Task description:
Pick up the forum thread below about hives full of comb but short on honey, and continue it from its last post.

------ Exercise passage

# lots of comb, not much honey - worried



## silvergirl (Jul 30, 2006)

Hi, all - I have had hives for a number of years but have not really done much with them. The ex was the trained bee keeper and I've been playing catch up. I checked my hives last week - one of them is an established hive that has been up and running for a few years now although only transported to my new home this past spring, the other was new this spring. Both have lots of comb, but in the frames I checked, there is virtually no honey. I even went down to the second super from the top on my old hive and checked the outer frames - no honey but well very developed comb. The older hive has a main deep hive box and a shallow super for brood, a separator, then shallow super on top of that and two more. The new hive has a deep hive box and shallow super for brood, and only one super above the separator. The fall flowers are out in force now - lots of mountain laurel, ragweed, and some bloom high on the trees. I am worried about the bees and thinking I should feed them right away. They have been very active all summer, so I thought they were doing great. I can buy organic honey for them or I have organic sugar I can use for a syrup - should I wait a few more weeks until it starts getting cold or feed now? Day temps are in the 70s, nights in the 50s and 60s. Both hives are strong and active with loads of bees and constant flights to and from each hive.


----------



## SDiver40 (Oct 25, 2015)

You better start mixing sugar water and feeding. Not much time left to get it cured out before cold weather sets in.
2:1 mixture


----------



## silvergirl (Jul 30, 2006)

Thanks...


----------



## alleyyooper (Apr 22, 2005)

Not just feed syrup but add a pollen patty or two to the hives and make up some candy boards. You will find several recipes on the internet same with the pollen patties.

------------
------ Recorded data

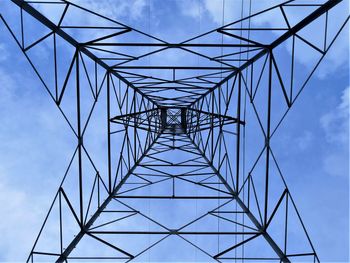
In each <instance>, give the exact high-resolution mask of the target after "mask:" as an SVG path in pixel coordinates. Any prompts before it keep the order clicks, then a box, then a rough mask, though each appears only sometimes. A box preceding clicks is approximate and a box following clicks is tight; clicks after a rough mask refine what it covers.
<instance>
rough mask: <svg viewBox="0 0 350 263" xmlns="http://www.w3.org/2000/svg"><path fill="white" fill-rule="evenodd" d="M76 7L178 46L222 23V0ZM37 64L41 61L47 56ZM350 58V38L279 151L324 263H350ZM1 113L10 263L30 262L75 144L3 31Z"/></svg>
mask: <svg viewBox="0 0 350 263" xmlns="http://www.w3.org/2000/svg"><path fill="white" fill-rule="evenodd" d="M74 2H77V3H79V4H82V5H84V6H87V7H89V8H91V9H93V10H96V11H98V12H100V13H101V14H105V15H107V16H113V17H115V18H116V19H117V20H119V21H121V22H123V23H125V24H127V25H130V26H133V27H135V28H139V29H141V30H143V31H144V32H150V33H151V34H153V35H156V36H159V37H161V38H163V39H165V40H168V41H170V42H176V41H181V40H183V39H187V38H189V37H191V36H193V35H197V34H199V33H201V32H204V31H207V30H210V29H212V28H215V27H218V26H220V25H221V22H222V1H220V0H217V1H215V0H214V1H209V0H207V1H185V0H182V1H175V0H174V1H172V0H168V1H156V0H135V1H131V2H128V3H126V1H111V0H110V1H108V0H103V1H98V2H97V1H90V0H86V1H84V0H80V1H74ZM112 3H113V4H112ZM1 4H3V3H1ZM237 5H238V7H239V8H235V7H236V6H237ZM268 5H269V1H261V2H259V4H256V6H254V4H253V10H259V9H261V8H263V7H264V6H268ZM225 7H226V9H225V18H224V20H225V23H227V22H229V21H232V20H235V19H237V18H239V16H240V1H225ZM7 8H8V6H6V5H4V6H1V5H0V13H2V14H7V15H8V14H11V12H13V13H14V14H16V12H17V11H15V9H14V8H13V9H11V10H9V9H7ZM10 8H12V7H10ZM10 11H11V12H10ZM338 12H344V10H338ZM345 12H348V10H345ZM150 17H151V21H149V18H150ZM10 19H13V21H15V20H14V18H10ZM260 22H261V23H264V22H266V21H260ZM188 25H191V27H189V26H188ZM184 28H185V30H184ZM347 29H348V28H347ZM285 48H286V50H287V51H288V48H287V47H285ZM34 56H37V58H38V59H39V60H40V59H42V58H43V57H44V56H45V52H44V53H38V54H34ZM167 58H168V59H169V60H170V61H172V59H174V58H171V57H167ZM348 58H349V50H348V36H347V34H344V33H343V34H342V36H341V37H340V38H339V39H338V41H337V42H336V44H335V45H334V46H333V47H332V49H331V50H330V52H329V54H327V57H326V59H325V60H324V61H323V62H322V64H321V66H320V68H319V69H318V70H317V71H316V72H315V75H314V77H313V79H312V80H311V81H310V83H309V84H308V86H307V88H306V89H305V91H304V92H303V93H302V95H301V97H300V98H299V100H298V101H297V102H296V103H295V105H294V106H293V109H292V110H291V112H290V113H289V114H288V116H287V118H286V120H285V121H284V123H283V125H282V126H281V128H280V129H279V130H278V133H277V134H276V137H275V138H274V141H273V143H272V147H273V149H274V152H275V154H276V156H277V158H278V160H279V162H280V166H281V168H282V171H283V172H284V175H285V177H286V180H287V184H288V186H289V188H290V190H291V193H292V195H293V197H294V199H295V201H296V203H297V207H298V208H299V210H300V213H301V215H302V218H303V220H304V222H305V224H306V226H307V229H308V231H309V233H310V236H311V238H312V241H313V243H314V246H315V248H316V251H317V252H318V254H319V257H320V258H321V261H322V262H325V261H328V262H347V261H348V260H349V254H348V251H349V161H348V160H349V74H348V72H349V61H348ZM313 59H314V58H313V57H312V54H307V53H303V54H302V56H300V57H298V63H299V64H300V66H301V67H304V68H305V70H307V69H308V65H309V64H311V62H312V61H313ZM153 62H154V61H153ZM169 64H170V63H169ZM0 112H1V114H0V118H1V122H2V125H1V127H0V140H1V142H2V143H1V147H0V160H1V162H0V200H1V203H2V204H4V205H3V206H2V209H1V212H0V213H1V217H0V218H1V219H0V220H1V221H0V234H1V236H2V238H1V239H0V261H23V259H24V258H26V256H27V254H28V251H29V250H30V248H31V246H32V244H33V241H34V238H35V237H36V234H37V232H38V230H39V227H40V225H41V223H42V220H43V218H44V216H45V214H46V211H47V210H48V207H49V205H50V203H51V201H52V199H53V196H54V193H55V192H56V190H57V187H58V185H59V182H60V181H61V178H62V176H63V173H64V170H65V167H66V164H67V162H68V161H69V158H70V155H71V154H72V152H73V150H74V140H73V138H72V136H71V132H70V130H69V128H68V127H67V124H66V123H65V122H64V120H63V118H62V117H61V115H60V113H59V112H58V110H57V108H56V107H55V105H54V104H53V102H52V101H51V100H50V98H49V97H48V96H47V93H46V92H45V91H44V89H43V88H42V86H41V83H40V82H39V80H38V79H37V78H36V76H34V72H33V70H32V69H31V68H30V65H29V64H28V62H27V61H26V59H25V57H24V56H23V55H22V53H21V52H20V50H19V49H18V47H17V46H16V45H15V42H14V41H13V39H11V36H10V35H9V34H8V32H7V31H6V29H5V28H4V26H3V25H2V24H1V26H0ZM96 134H98V132H96Z"/></svg>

------------

Result:
 Al


----------



## tom j (Apr 3, 2009)

Just a reminder you never feed honey not from YOUR hive


----------



## silvergirl (Jul 30, 2006)

It took a good few days to get the feeders in from the bee supplier, but I've been feeding the syrup since the weekend and it is disappearing fast. They seem to be going through a quart jar within 24 hours... the older hive is going through a little less than that, but the new one is really downing it fast. It's been raining off and on, so maybe they are spending extra time in the hive and sucking back the syrup rather than foraging, but it seems like a pretty high volume... I'm waiting on the patties to arrive - I plan to provide them with the pollen patties as soon as possible.


----------



## alleyyooper (Apr 22, 2005)

Go to your local pizza and or sub shop and ask for gallon jars they get peppers and olives come in. They just throw the jars out in the dumpsters.

Make two rows of 1/16 inch holes half way across the lid. Make the syrup fill the jar and set on the hive like this.










Put a deep body around it and place the top outer cover over that.

 Al


----------



## k9 (Feb 6, 2008)

Al-

What else is going on with the hive in your last picture with a bottom board halfway up in the hive?


----------



## alleyyooper (Apr 22, 2005)

That is a picture I took as a teaching aid several years ago. It is a double deep then a double screen board then a deep and intercover and feed jar. It is how we do splits with a second queen and use the heat build up from the two bottom deeps to help heat the single deep hive. It is mostly done with a earliest shipped queen we could buy in the spring. Night time temps could some times dip into the high 30's a few days even.


Double screen board.



 Al


----------



## k9 (Feb 6, 2008)

Thanks Al.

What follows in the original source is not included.